Request — Starting with the line that contains "Return one point for each instance of the text" and ending with the final line of the items below, rewrite those lines as a numbered list, omitting any blank lines.

Working data —
■ ■ ■
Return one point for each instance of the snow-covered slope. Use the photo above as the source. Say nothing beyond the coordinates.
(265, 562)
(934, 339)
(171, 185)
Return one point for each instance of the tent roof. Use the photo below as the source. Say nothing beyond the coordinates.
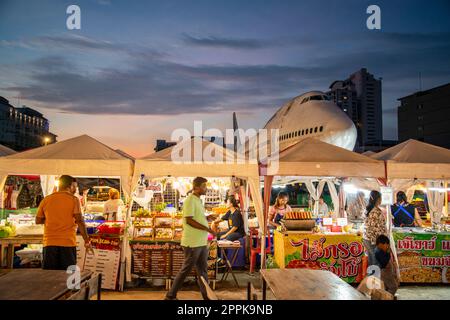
(82, 147)
(195, 151)
(413, 151)
(196, 157)
(414, 159)
(312, 157)
(5, 151)
(80, 156)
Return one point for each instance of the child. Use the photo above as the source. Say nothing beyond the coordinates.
(386, 264)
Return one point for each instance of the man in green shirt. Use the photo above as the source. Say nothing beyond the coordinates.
(194, 239)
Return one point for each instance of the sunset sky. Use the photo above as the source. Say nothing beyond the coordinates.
(139, 69)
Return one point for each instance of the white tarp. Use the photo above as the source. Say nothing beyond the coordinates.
(436, 199)
(5, 151)
(197, 157)
(312, 157)
(414, 159)
(79, 156)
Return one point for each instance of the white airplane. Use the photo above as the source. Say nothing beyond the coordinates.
(312, 114)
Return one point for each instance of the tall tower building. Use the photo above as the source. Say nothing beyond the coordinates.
(360, 97)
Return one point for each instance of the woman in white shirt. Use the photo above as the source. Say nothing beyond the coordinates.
(111, 207)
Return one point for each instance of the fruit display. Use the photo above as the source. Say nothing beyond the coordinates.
(116, 227)
(160, 206)
(7, 230)
(177, 234)
(219, 210)
(162, 215)
(143, 222)
(99, 193)
(144, 233)
(163, 222)
(177, 222)
(163, 234)
(142, 213)
(306, 215)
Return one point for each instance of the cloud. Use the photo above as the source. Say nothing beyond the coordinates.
(80, 43)
(151, 84)
(224, 42)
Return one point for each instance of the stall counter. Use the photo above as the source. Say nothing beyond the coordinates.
(423, 255)
(340, 253)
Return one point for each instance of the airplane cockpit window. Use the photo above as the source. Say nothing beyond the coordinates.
(319, 97)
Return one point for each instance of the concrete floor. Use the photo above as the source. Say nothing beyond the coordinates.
(227, 290)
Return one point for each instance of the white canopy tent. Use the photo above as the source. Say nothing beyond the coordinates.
(312, 158)
(197, 157)
(414, 159)
(5, 151)
(413, 162)
(79, 156)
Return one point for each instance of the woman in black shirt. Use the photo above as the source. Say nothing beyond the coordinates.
(235, 222)
(404, 213)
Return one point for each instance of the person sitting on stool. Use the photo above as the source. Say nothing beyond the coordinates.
(235, 222)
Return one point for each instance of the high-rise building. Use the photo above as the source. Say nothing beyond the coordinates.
(23, 128)
(163, 144)
(425, 116)
(360, 97)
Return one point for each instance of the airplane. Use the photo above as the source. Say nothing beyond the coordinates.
(311, 114)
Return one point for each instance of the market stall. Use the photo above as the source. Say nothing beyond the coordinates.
(177, 166)
(81, 156)
(305, 241)
(422, 253)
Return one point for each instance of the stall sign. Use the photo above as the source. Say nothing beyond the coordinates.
(340, 254)
(387, 196)
(155, 187)
(342, 222)
(423, 257)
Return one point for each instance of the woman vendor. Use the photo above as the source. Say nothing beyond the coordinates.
(235, 222)
(279, 209)
(405, 214)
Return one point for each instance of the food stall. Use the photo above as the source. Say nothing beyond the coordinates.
(198, 158)
(305, 241)
(81, 156)
(423, 254)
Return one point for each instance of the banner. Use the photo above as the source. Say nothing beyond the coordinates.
(423, 257)
(340, 254)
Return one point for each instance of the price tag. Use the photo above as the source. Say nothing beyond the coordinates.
(342, 222)
(387, 196)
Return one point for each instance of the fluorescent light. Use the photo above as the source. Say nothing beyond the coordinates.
(439, 189)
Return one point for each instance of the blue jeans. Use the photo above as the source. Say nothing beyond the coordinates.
(370, 249)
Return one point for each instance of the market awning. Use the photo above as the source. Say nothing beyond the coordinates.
(79, 156)
(312, 157)
(5, 151)
(414, 159)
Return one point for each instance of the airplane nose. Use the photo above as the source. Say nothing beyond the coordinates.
(341, 131)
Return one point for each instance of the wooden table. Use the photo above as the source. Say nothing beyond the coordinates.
(229, 262)
(9, 243)
(307, 284)
(35, 284)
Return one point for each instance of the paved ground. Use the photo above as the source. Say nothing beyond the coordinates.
(228, 291)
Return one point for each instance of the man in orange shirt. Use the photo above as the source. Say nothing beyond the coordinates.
(60, 213)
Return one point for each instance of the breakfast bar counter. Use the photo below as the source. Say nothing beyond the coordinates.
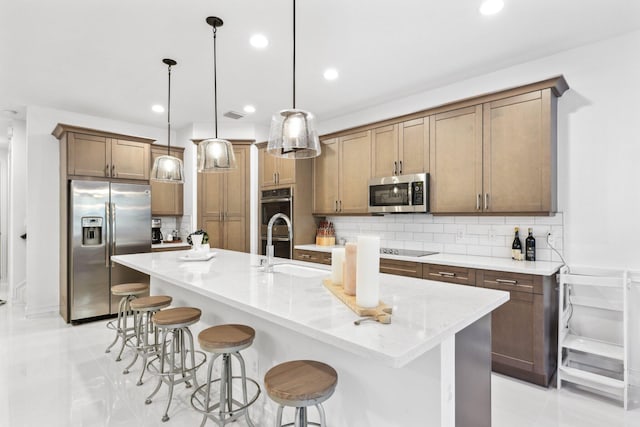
(430, 366)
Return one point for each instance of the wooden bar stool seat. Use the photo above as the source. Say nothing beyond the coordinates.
(147, 341)
(128, 292)
(225, 341)
(176, 361)
(299, 384)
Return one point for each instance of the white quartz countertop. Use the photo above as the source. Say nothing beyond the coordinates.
(424, 312)
(171, 245)
(541, 268)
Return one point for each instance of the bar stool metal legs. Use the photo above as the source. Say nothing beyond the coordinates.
(124, 332)
(225, 342)
(177, 357)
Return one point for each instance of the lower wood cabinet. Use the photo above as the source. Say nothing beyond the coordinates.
(446, 273)
(524, 338)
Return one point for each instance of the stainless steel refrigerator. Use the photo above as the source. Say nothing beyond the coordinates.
(106, 219)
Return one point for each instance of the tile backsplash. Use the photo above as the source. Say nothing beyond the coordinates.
(467, 235)
(180, 223)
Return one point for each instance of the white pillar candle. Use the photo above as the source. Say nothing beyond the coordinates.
(337, 261)
(368, 271)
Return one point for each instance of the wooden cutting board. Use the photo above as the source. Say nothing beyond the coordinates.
(382, 312)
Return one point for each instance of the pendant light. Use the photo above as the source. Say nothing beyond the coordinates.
(168, 168)
(214, 154)
(293, 132)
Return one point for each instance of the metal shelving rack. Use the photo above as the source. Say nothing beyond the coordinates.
(598, 365)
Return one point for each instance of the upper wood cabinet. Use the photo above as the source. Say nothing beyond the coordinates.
(223, 204)
(401, 148)
(94, 153)
(341, 175)
(166, 198)
(456, 160)
(498, 157)
(275, 171)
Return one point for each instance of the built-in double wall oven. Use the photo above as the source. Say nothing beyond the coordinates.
(272, 202)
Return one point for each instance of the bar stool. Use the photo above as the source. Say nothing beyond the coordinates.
(225, 341)
(299, 384)
(177, 356)
(144, 308)
(128, 292)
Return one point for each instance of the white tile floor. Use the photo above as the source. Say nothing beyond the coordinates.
(53, 374)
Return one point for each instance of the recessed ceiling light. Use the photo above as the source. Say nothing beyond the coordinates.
(491, 7)
(331, 74)
(259, 41)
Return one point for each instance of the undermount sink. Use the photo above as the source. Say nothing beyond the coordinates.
(299, 270)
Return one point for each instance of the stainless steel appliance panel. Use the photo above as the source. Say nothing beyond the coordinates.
(130, 214)
(89, 269)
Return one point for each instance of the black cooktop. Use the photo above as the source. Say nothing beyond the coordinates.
(405, 252)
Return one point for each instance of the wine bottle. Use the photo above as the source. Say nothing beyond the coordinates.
(516, 247)
(530, 246)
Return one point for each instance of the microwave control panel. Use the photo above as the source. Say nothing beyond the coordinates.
(417, 193)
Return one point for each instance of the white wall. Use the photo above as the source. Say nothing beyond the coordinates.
(43, 199)
(17, 207)
(598, 147)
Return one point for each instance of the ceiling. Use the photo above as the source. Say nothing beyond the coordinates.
(104, 58)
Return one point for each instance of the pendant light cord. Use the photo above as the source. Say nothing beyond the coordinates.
(215, 84)
(169, 116)
(294, 54)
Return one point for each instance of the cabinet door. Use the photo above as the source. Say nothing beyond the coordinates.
(456, 161)
(235, 204)
(325, 178)
(413, 147)
(88, 155)
(517, 157)
(166, 198)
(129, 159)
(354, 172)
(286, 172)
(384, 151)
(267, 165)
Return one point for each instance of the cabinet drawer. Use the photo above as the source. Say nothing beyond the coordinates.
(312, 256)
(445, 273)
(510, 281)
(401, 268)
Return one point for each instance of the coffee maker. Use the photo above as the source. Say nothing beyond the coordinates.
(156, 234)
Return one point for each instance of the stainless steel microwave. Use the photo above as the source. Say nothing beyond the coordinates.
(399, 194)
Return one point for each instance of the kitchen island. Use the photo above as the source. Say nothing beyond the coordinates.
(430, 366)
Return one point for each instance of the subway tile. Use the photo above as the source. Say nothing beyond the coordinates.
(479, 250)
(444, 238)
(415, 227)
(455, 249)
(433, 228)
(465, 219)
(443, 219)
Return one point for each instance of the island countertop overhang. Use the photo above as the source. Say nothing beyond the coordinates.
(425, 312)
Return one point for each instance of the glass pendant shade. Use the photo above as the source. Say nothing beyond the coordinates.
(168, 169)
(216, 155)
(293, 135)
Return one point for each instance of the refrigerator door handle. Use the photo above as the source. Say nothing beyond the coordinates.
(113, 229)
(107, 236)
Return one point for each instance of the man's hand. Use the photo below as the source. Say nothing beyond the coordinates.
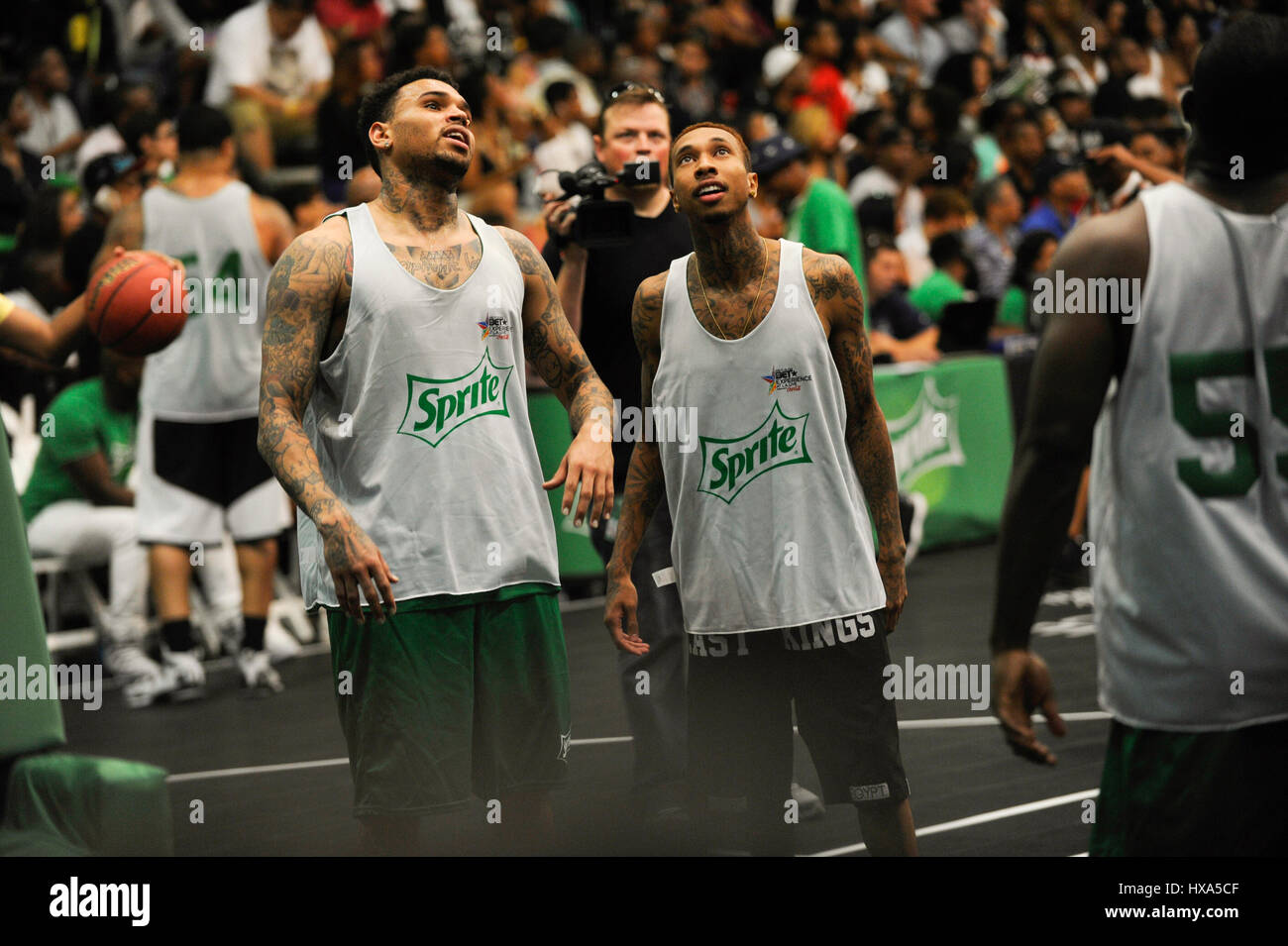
(896, 585)
(621, 614)
(589, 464)
(559, 216)
(357, 564)
(1021, 683)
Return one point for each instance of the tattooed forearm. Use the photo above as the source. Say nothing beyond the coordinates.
(301, 295)
(644, 478)
(549, 341)
(124, 229)
(840, 301)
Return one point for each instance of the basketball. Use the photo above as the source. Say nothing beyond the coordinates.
(136, 304)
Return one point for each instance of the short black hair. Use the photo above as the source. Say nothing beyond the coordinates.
(202, 128)
(1026, 255)
(378, 103)
(1239, 99)
(947, 248)
(140, 125)
(990, 193)
(546, 35)
(559, 91)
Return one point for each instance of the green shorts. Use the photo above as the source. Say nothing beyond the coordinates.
(1172, 794)
(455, 692)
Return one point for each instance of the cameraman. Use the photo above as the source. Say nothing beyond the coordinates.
(600, 283)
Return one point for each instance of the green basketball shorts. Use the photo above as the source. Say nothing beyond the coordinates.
(1193, 794)
(452, 693)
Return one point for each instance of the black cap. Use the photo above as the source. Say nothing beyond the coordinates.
(772, 155)
(1100, 133)
(106, 170)
(1051, 167)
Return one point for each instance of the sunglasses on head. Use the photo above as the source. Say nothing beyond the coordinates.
(636, 86)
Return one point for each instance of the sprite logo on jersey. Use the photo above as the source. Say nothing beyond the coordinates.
(728, 467)
(436, 407)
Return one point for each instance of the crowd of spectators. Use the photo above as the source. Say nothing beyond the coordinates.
(944, 150)
(967, 119)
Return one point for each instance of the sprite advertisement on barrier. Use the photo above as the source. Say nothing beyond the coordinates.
(952, 438)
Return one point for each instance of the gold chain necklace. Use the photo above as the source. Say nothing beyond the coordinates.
(750, 312)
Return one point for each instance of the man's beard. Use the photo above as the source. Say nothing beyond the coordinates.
(438, 168)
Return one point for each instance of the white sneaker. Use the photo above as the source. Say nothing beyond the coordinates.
(809, 804)
(145, 679)
(915, 527)
(258, 671)
(185, 671)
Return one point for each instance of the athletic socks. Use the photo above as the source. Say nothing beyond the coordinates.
(254, 633)
(176, 635)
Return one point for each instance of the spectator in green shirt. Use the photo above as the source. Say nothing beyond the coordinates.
(818, 211)
(1031, 259)
(77, 506)
(948, 282)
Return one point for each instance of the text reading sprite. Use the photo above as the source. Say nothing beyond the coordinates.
(728, 467)
(436, 407)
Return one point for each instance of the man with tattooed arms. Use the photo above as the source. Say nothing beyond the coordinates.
(785, 597)
(393, 411)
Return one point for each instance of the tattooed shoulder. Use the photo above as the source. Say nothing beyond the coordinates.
(647, 313)
(312, 274)
(524, 253)
(835, 288)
■ ■ ■
Task output —
1. Return one point for each instance of the text reading sprite. Use the photo above as the source. Say nothing beyond the coordinates.
2. (728, 467)
3. (436, 407)
4. Return one point for each instance of the man with tattooed arms. Use the photo above as the source. Say nothing beyond the coordinates.
5. (785, 597)
6. (393, 411)
7. Return one point for each instance of the tattooed shoulder. Use the photo above as the source. Say nothing beyond the coordinates.
8. (647, 313)
9. (312, 274)
10. (524, 253)
11. (835, 288)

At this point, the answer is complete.